# DATA SECTION:
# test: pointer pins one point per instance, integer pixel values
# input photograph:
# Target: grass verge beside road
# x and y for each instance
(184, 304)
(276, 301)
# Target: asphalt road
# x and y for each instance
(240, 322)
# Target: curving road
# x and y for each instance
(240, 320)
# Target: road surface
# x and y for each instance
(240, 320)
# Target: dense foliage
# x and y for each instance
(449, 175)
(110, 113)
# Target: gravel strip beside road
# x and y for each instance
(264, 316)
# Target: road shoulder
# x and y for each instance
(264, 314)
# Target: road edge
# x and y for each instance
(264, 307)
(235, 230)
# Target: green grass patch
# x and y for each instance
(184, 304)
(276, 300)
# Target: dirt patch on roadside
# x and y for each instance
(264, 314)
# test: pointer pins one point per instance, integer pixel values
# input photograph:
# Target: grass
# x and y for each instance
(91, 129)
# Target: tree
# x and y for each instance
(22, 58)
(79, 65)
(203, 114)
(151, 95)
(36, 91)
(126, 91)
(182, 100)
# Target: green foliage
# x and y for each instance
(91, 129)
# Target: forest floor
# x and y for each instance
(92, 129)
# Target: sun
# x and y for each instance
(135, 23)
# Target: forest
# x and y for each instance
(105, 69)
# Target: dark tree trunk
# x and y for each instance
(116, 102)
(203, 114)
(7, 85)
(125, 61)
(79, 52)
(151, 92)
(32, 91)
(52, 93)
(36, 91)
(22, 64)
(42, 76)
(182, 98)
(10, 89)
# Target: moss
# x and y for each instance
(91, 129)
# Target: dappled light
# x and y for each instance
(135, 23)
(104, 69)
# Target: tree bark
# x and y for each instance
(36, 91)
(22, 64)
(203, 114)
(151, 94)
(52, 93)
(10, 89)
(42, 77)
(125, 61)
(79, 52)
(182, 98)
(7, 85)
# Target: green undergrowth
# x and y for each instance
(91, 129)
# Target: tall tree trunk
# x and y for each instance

# TASK PROMPT:
Scan the records above for the word "green" and return every line where it occurs.

# RESULT BELOW:
# Target: green grass patch
# Target: green foliage
# Target: green undergrowth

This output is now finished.